# What you are asked to do
Turn each line of the listing below into a JSON array of strings, one string per line, skipping blank lines and leaving out the pictures.

# Input rows
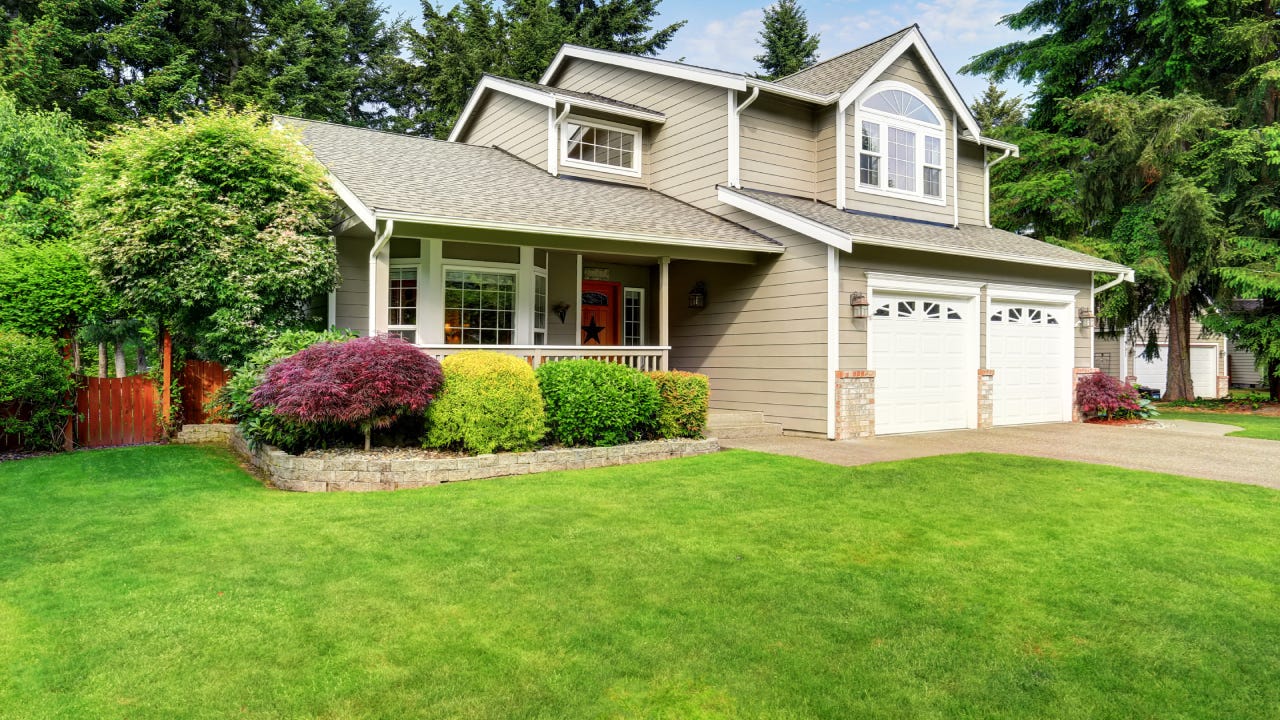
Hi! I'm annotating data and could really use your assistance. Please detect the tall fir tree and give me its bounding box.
[396,0,685,137]
[755,0,819,79]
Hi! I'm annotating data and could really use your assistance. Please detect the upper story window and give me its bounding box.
[855,82,947,205]
[561,117,641,177]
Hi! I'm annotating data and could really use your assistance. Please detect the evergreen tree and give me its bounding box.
[969,82,1027,136]
[396,0,685,137]
[755,0,818,79]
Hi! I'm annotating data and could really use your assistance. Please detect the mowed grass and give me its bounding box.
[0,446,1280,719]
[1156,410,1280,440]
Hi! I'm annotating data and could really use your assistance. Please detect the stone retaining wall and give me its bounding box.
[174,425,719,492]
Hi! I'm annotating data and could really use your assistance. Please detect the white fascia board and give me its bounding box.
[867,272,986,297]
[378,211,786,255]
[449,76,556,142]
[850,233,1120,273]
[840,27,982,137]
[326,173,378,233]
[538,45,746,91]
[716,186,854,252]
[746,78,840,105]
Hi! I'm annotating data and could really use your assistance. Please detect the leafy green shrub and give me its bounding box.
[0,331,76,450]
[538,360,662,446]
[425,351,547,454]
[212,331,355,452]
[649,370,712,438]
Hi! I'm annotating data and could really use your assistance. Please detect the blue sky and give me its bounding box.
[387,0,1027,102]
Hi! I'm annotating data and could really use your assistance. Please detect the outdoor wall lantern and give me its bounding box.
[849,292,872,320]
[689,281,707,307]
[1076,307,1093,328]
[552,300,570,324]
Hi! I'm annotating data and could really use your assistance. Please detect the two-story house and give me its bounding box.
[282,26,1132,438]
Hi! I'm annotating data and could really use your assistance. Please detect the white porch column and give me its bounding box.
[658,258,671,370]
[573,252,582,345]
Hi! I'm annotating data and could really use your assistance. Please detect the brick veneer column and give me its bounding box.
[835,370,876,439]
[1071,368,1101,423]
[978,370,996,430]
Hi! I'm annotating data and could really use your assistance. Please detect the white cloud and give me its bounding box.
[662,8,764,73]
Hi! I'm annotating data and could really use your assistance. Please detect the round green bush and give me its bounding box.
[649,370,710,438]
[538,360,662,446]
[0,331,76,450]
[425,350,547,454]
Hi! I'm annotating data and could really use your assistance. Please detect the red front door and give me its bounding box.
[582,281,622,345]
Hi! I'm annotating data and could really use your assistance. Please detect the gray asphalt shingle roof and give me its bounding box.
[489,76,667,118]
[278,117,782,252]
[774,26,915,95]
[731,188,1128,273]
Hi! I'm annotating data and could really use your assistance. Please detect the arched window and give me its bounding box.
[856,82,947,205]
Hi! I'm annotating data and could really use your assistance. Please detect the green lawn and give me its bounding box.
[0,446,1280,720]
[1156,409,1280,439]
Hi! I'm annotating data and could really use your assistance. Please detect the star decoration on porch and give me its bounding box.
[582,315,604,345]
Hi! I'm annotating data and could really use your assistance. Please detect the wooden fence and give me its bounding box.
[182,360,232,424]
[76,375,160,447]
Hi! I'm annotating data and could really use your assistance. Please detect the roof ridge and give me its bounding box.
[772,23,920,82]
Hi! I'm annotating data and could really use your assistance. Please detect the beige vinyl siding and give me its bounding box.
[556,104,658,187]
[553,59,728,209]
[947,140,987,225]
[460,91,549,170]
[334,237,374,334]
[671,211,827,434]
[840,245,1093,370]
[739,96,817,197]
[845,50,957,224]
[813,108,836,205]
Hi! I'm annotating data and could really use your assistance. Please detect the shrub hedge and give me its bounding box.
[649,370,710,438]
[0,331,76,450]
[425,350,547,454]
[538,360,662,446]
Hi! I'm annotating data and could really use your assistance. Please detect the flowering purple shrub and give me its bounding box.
[252,336,443,450]
[1075,373,1143,418]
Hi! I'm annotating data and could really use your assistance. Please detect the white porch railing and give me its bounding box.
[419,345,671,373]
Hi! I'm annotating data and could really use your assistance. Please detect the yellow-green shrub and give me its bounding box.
[649,370,710,438]
[425,350,547,454]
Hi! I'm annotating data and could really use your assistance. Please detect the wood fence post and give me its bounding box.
[160,328,173,430]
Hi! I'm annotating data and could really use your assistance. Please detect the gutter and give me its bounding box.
[369,219,396,337]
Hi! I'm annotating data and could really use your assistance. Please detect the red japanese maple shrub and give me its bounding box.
[1075,373,1142,418]
[252,336,443,450]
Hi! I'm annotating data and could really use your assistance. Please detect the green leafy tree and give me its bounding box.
[969,82,1027,131]
[0,92,87,243]
[755,0,818,79]
[77,109,338,364]
[390,0,685,137]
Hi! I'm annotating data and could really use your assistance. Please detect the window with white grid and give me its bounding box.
[387,266,417,342]
[444,269,514,345]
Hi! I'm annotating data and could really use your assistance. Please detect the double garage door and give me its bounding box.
[869,291,1073,434]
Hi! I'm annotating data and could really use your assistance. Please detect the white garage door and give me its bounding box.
[869,292,978,434]
[987,301,1073,425]
[1133,345,1217,397]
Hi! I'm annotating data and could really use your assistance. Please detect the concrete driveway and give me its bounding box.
[721,420,1280,489]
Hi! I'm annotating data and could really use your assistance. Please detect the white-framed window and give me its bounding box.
[561,115,644,177]
[387,260,419,342]
[855,81,947,205]
[444,266,520,345]
[534,270,547,345]
[622,287,644,345]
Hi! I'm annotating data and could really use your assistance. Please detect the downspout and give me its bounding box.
[369,219,396,337]
[982,147,1014,228]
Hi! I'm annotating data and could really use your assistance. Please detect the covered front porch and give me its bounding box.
[329,218,755,372]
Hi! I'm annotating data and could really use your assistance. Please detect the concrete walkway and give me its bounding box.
[721,420,1280,489]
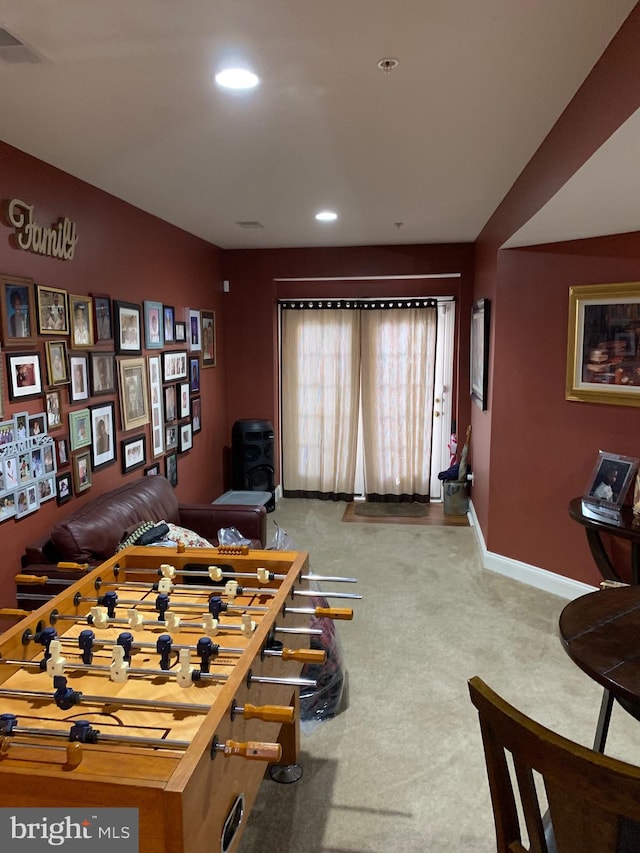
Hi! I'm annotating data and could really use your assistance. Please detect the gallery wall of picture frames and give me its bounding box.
[0,275,210,522]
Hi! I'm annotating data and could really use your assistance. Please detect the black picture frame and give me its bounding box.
[89,401,116,471]
[56,471,73,506]
[471,299,491,412]
[120,433,147,474]
[164,453,178,482]
[113,299,142,355]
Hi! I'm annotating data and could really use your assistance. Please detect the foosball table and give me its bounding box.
[0,547,360,853]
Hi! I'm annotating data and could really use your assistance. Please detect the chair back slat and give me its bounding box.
[469,676,640,853]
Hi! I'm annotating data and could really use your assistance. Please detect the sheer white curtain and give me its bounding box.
[281,299,438,501]
[281,308,360,500]
[361,305,438,501]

# Completed task
[
  "Hi! I'm annotating data and could really use your assistance. Please detect the tall fir tree and give me its bounding box.",
  "[396,0,685,137]",
  "[755,0,819,79]",
  "Hi! I'm annotating data and could really use your assistance. Please detect the upper story window and give me its bounding box.",
  "[855,82,947,205]",
  "[561,117,641,177]",
  "Hi! I'm annotating data and could really use your assistance. Please detect the evergreen tree and give me its bounding box.",
  "[969,82,1027,136]",
  "[396,0,685,137]",
  "[755,0,818,79]",
  "Hi! I'm annotating data and could really use your assistance. Please detect the mowed grass and give me its bounding box.",
  "[0,446,1280,719]",
  "[1156,410,1280,440]",
  "Hi! I'm annotating data and could really use your assistance. Please detect the stone retaining wall and give me its bounding box.",
  "[174,425,719,492]",
  "Hi! I'm annotating data and could really use your assistance. Please detect the white fascia board and give me its bounding box.",
  "[867,272,986,297]",
  "[378,211,786,255]",
  "[449,76,556,142]",
  "[850,233,1120,273]",
  "[840,27,982,137]",
  "[326,173,378,233]",
  "[538,45,746,91]",
  "[716,186,854,252]",
  "[746,78,840,105]",
  "Hi! I'm annotating data and could really use your assistance. Please detect the leafy green shrub and give me its bounding box.",
  "[0,331,76,450]",
  "[538,360,662,446]",
  "[425,351,547,454]",
  "[212,331,355,452]",
  "[649,370,712,438]",
  "Hi! I'm annotating data and could really use your assistance. Please detect the blue sky and give me its bounding box.",
  "[387,0,1027,102]",
  "Hi! I'm annotating data and could really use your assistance. Please detect the outdoor wall lantern and give me its bounding box.",
  "[849,292,872,320]",
  "[689,281,707,307]",
  "[1076,307,1093,328]",
  "[552,300,570,324]",
  "Hi! I'm annotating data and could really use your assistance. Please detect the two-story house and give me its bounding box.",
  "[282,26,1132,438]",
  "Hi! I'm annotating data and could really use your assistance. Please detect the white porch column and give me its bounding box.",
  "[658,258,671,370]",
  "[573,252,582,345]",
  "Hi! I'm annotating data and could really use your assistance. Please detect the brick veneer column and give me its bounding box.",
  "[835,370,876,439]",
  "[1071,368,1101,423]",
  "[978,370,996,430]",
  "Hi! I'm annotating data and could really use your assistance. Please detect the white cloud and give me its bounding box.",
  "[662,8,764,73]",
  "Hi! I'm annotating data and could really use your assistance. Please detect the round green bush and give me its bounding box.",
  "[649,370,710,438]",
  "[538,360,662,446]",
  "[0,331,76,450]",
  "[425,350,547,454]",
  "Hi! I'm annotating data and could really use your assistance. Please detect the red front door and give me its bounding box.",
  "[582,281,622,345]",
  "Hi! I'm annotating data and could really use your assistance. Please detect the gray asphalt shingle roof and give me its bounding box.",
  "[489,76,667,118]",
  "[278,117,782,252]",
  "[774,26,915,95]",
  "[731,188,1128,273]",
  "Hi! I'm annotating data and could really use your assistance. Please detect the arched window and give me its bounding box.",
  "[856,82,947,205]",
  "Hi! I'm annotating data and could really use your assistance. Please detect the green lawn and give me its bounding box.",
  "[0,446,1280,720]",
  "[1156,409,1280,439]",
  "Hi! I'm annotating data and could really use your assistance. Please detect the star decoration on porch and give me its bounding box.",
  "[582,315,604,345]",
  "Hi! I'm annotating data and could really use your assistance. Please detect the wooden fence and give me its bounding box.",
  "[182,360,232,424]",
  "[76,375,160,447]",
  "Hi! I'm annotating data and could really use your assistance. Please detect the roof ridge and give me its bounding box.",
  "[772,23,920,82]",
  "Hi! I'm annotating data and could really use your assistance. Please detect the beige vinyl siding and give me its bounding box.",
  "[556,104,658,187]",
  "[553,59,728,209]",
  "[947,140,987,225]",
  "[460,91,549,170]",
  "[334,237,374,334]",
  "[671,211,827,434]",
  "[840,245,1093,370]",
  "[739,96,817,197]",
  "[845,50,957,224]",
  "[813,108,836,205]",
  "Hi! I'm annotating data and could really use your assistance. Please detect the shrub hedge and give me its bounding box.",
  "[649,370,710,438]",
  "[0,331,76,450]",
  "[425,350,547,454]",
  "[538,360,662,446]",
  "Hi! I'm annotating data and could really use your assistance. Please detect the flowering purple shrub and give me its bounding box.",
  "[252,336,443,450]",
  "[1075,373,1143,418]",
  "Hi! I'm annotating data and could really use your assistance. Please detect the white porch railing and give me its bounding box.",
  "[419,345,671,373]",
  "Hi! I'm annotating data and could really use your assistance. Please detect the yellow-green shrub and give me its bounding box.",
  "[649,370,710,438]",
  "[425,350,547,454]",
  "Hi! I'm annotating data and could really use your assistance. Please detect the wood fence post and give me its bounding box.",
  "[160,328,173,430]",
  "Hi! I'm annotating data and could really use your assistance. Please detect the gutter and give me its bounding box.",
  "[369,219,396,337]",
  "Hi! I'm annotating data and could really use your assistance. Please detect the red japanese maple shrub and give me its bounding box.",
  "[1075,373,1142,418]",
  "[252,336,443,450]",
  "Hi! I'm annotating data and could really use your assistance. Please detect the green leafy tree and give me its bounding box.",
  "[969,82,1027,131]",
  "[0,92,87,243]",
  "[755,0,818,79]",
  "[77,109,338,364]",
  "[390,0,685,137]",
  "Hi! I'm annotating data and could really use your assistance. Please detect the window with white grid and give me its bounding box.",
  "[387,266,417,342]",
  "[444,269,514,345]",
  "Hi! I'm annotating data and could really use your assistance. Please detect the double garage door and give me its bounding box.",
  "[869,291,1073,434]",
  "Hi! I'm annotating data and could really use your assistance. Please detect the white garage door and give me its bounding box.",
  "[869,292,978,434]",
  "[987,301,1073,425]",
  "[1133,345,1217,397]",
  "Hi! I'm annotating data and could really use your assistance. Please detect the concrete driveway and give me its bounding box.",
  "[721,420,1280,489]",
  "Hi! I'm annotating data and could really use your assistance. Please detect the white-framed window and give me its bounding box.",
  "[561,115,644,177]",
  "[387,260,419,342]",
  "[855,81,947,205]",
  "[444,266,520,345]",
  "[534,270,547,345]",
  "[622,287,644,345]",
  "Hi! I'm annotating data and could really use your assistance. Please detect the downspout and give me its bounding box.",
  "[369,219,396,337]",
  "[982,147,1014,228]",
  "Hi! I'm annotating data and could really use your assistance. Please detect the covered front porch and give me its bounding box.",
  "[329,218,755,372]",
  "Hi! I'm annotating data and could really use your assistance. Please detect the concrete walkway and give me its bounding box.",
  "[721,420,1280,489]",
  "Hi! I'm annotating data and could really use your assistance. Please detect the gallery wall of picture frames and give me its bounding box.",
  "[0,275,210,522]",
  "Hi! I'm annotating data and could really use your assistance. Please detect the black picture frame and give me its bounding box.",
  "[89,401,116,471]",
  "[56,471,73,506]",
  "[471,299,491,412]",
  "[120,433,147,474]",
  "[164,453,178,482]",
  "[113,299,142,355]",
  "Hi! I'm annotating data and could really use your assistance. Please detect the foosball table and give me its bounding box.",
  "[0,547,360,853]",
  "Hi! I'm annotating data and could really use your assistance. Please detect the chair back slat and give me its bounding box.",
  "[469,676,640,853]",
  "Hi! I'm annotating data and could really use your assistance. Please detect the sheer white curtain and give me its bounding box.",
  "[281,299,438,501]",
  "[281,308,360,500]",
  "[361,305,438,501]"
]